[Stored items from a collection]

◆ ◆ ◆ ◆

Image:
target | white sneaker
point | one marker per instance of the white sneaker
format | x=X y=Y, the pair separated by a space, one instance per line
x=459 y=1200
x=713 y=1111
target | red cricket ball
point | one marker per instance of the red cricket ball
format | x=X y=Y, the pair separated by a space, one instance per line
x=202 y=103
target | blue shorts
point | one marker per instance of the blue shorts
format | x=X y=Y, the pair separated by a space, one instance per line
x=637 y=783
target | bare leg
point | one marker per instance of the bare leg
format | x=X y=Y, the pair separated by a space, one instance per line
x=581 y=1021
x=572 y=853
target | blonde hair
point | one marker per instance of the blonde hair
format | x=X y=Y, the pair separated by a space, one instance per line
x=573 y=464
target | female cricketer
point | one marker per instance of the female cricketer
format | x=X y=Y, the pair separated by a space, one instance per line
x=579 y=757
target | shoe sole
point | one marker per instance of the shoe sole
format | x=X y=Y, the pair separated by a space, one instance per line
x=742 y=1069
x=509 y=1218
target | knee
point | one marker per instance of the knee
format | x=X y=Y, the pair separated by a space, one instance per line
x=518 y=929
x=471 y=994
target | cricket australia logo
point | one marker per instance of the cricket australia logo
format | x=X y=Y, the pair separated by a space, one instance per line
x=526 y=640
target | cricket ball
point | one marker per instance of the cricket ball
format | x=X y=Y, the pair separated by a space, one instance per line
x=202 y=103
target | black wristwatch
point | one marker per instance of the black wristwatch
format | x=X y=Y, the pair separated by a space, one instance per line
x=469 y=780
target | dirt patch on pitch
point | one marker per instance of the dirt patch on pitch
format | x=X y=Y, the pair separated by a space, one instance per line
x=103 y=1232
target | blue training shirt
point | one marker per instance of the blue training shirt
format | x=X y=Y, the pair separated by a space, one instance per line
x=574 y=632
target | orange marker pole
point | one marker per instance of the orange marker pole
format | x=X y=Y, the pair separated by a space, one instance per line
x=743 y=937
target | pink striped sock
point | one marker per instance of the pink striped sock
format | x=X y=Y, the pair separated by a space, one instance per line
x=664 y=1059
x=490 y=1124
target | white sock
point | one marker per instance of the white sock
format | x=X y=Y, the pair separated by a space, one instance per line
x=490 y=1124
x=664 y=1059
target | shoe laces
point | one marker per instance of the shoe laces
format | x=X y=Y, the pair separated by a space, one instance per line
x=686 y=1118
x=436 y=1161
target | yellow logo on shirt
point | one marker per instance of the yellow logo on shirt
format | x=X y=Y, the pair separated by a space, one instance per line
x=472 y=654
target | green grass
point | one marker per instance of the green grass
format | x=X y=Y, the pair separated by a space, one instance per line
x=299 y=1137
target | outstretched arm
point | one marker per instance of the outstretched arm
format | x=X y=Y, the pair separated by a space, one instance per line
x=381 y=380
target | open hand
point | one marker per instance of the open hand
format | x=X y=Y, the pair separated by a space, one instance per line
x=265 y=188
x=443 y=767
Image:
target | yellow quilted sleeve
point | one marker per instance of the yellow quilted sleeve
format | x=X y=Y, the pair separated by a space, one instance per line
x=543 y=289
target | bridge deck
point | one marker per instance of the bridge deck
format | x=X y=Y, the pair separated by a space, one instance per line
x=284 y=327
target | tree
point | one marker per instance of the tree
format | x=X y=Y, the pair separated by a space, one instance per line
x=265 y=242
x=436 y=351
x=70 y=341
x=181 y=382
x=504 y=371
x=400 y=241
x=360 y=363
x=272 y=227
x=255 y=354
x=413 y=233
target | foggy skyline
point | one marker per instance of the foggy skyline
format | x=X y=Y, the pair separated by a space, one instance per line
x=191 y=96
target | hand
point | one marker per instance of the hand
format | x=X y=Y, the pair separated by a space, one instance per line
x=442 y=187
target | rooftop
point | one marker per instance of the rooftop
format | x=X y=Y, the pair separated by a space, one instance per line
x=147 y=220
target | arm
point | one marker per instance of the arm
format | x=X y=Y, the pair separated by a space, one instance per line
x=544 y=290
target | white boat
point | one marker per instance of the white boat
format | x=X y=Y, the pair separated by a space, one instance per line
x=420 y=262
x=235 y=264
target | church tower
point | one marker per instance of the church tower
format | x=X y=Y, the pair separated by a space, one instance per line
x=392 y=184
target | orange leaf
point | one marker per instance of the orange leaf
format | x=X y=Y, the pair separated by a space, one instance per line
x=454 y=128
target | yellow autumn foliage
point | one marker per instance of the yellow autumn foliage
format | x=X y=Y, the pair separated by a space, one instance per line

◆ ◆ ◆ ◆

▸ **Problem details**
Can you reproduce the listing above with every "one marker per instance" changed to "a single marker for each instance", leaving everything else as it is?

▸ **Task solution**
Image:
target | white sneaker
point | a single marker for each instance of the white sneaker
format | x=X y=Y, the pair separated by a space, one instance per line
x=459 y=1200
x=713 y=1111
target | red cricket ball
point | a single marker for each instance of the red cricket ball
format | x=X y=Y, the pair separated by a space, one instance per line
x=202 y=103
target | blue shorts
point | a single marker for each instance of the blue shorts
format | x=X y=Y, the pair separated by a space, one instance per line
x=637 y=783
target | bare leg
point | a single marker for each instance of the bare leg
format | x=X y=Y, the pair separated by a space, one instance per line
x=581 y=1021
x=572 y=853
target | blonde hair
point | a single marker for each instance of the blonde hair
format | x=X y=Y, the pair separated by a space, one instance per line
x=573 y=464
target | female cricketer
point | a single marker for each instance of the female cricketer
format | x=X y=Y, the pair separated by a space, one instance per line
x=579 y=757
target | shoe sole
point | a single marker for each instance of the shoe sole
format | x=X y=Y, the pair separated by a space, one instance per line
x=742 y=1069
x=509 y=1218
target | knee
point | a single marker for each instance of the knee
format | x=X y=Y, the pair separated by a space, one instance per line
x=518 y=929
x=471 y=994
target | cricket australia logo
point | a single marker for each instance of the cricket australia logo
format | x=X y=Y, the pair separated by a space, one instance per line
x=526 y=640
target | cricket ball
point | a single marker for each instance of the cricket ball
format | x=X y=Y, the pair separated by a space, one instance per line
x=202 y=103
target | black wristwatch
point | a single marker for each instance of the black wristwatch
format | x=X y=Y, the pair separated by a space, one instance per line
x=469 y=780
target | dirt patch on pitch
point | a single marker for each instance of the dirt patch on pitch
format | x=X y=Y, the pair separated by a space, one instance per line
x=103 y=1232
target | blue training shirt
point | a single marker for each instance of the blue training shirt
format | x=X y=Y, the pair separated by a space, one instance per line
x=574 y=632
target | orange marker pole
point | a single marker for each instance of the orange marker pole
format | x=X y=Y, the pair separated by a space, one instance per line
x=743 y=937
target | pink striped sock
point | a single marker for each instance of the pink striped sock
format | x=X y=Y, the pair separated by a space, one instance per line
x=664 y=1059
x=490 y=1124
target | white sock
point | a single marker for each instance of the white sock
format | x=X y=Y, the pair separated by a space, one instance per line
x=490 y=1124
x=664 y=1059
target | shoe laces
point | a single marker for each instance of the shoe laces
format | x=X y=Y, the pair separated by a space, one instance per line
x=686 y=1118
x=436 y=1161
target | yellow logo on shirt
point | a single marker for each instance of the yellow logo on shirt
format | x=X y=Y, the pair separated by a space, one instance per line
x=472 y=654
target | green grass
point | a single marker for each instance of the green grass
format | x=X y=Y, the pair separated by a space, one instance per line
x=299 y=1137
target | outstretched arm
point | a single marker for each instance of the outstretched arm
format | x=X y=Y, the pair separated by a space, one instance per line
x=381 y=380
target | open hand
point | a single marker for each instance of the open hand
format | x=X y=Y, the pair separated by a space, one instance per line
x=265 y=188
x=443 y=767
Image:
target | yellow quilted sleeve
point | a single marker for each instance of the yellow quilted sleeve
format | x=X y=Y, the pair separated by a space, one instance per line
x=543 y=289
target | bridge deck
point | a single marker for each instance of the bridge deck
format | x=X y=Y, the pair separated by a space, one instance per line
x=284 y=327
target | tree
point | a single marker for each instance of the tree
format | x=X y=Y, the pair separated by a space, one instance per line
x=265 y=242
x=436 y=351
x=70 y=341
x=181 y=382
x=504 y=371
x=400 y=241
x=360 y=363
x=272 y=227
x=255 y=354
x=413 y=233
target | foggy skyline
point | a single marker for each instance of the foggy skyline
format | x=X y=Y, the pair separated by a space, one instance per line
x=191 y=96
target | hand
point | a single marker for each instance of the hand
format | x=X y=Y, the pair separated by a space, one instance per line
x=442 y=187
target | rooftop
point | a single marker for each instance of the rooftop
format | x=X y=Y, the pair separated by a space, one instance per line
x=147 y=220
target | arm
point | a single marker for each instance of the arm
format | x=X y=Y, the pair separated by a space, one instance per line
x=544 y=290
target | white boat
point | a single marker for each instance of the white boat
format | x=X y=Y, the pair separated by a space, one instance per line
x=420 y=262
x=235 y=264
target | church tower
point | a single marker for each instance of the church tower
format | x=X y=Y, the pair separated by a space, one instance per line
x=392 y=184
target | orange leaf
point | a single marker for each instance of the orange leaf
format | x=X y=Y, the pair separated by a space, one instance per line
x=454 y=128
target | yellow autumn foliage
point | a single marker for each instance of the yellow autumn foliage
format | x=X y=Y, the pair separated by a space, one instance per line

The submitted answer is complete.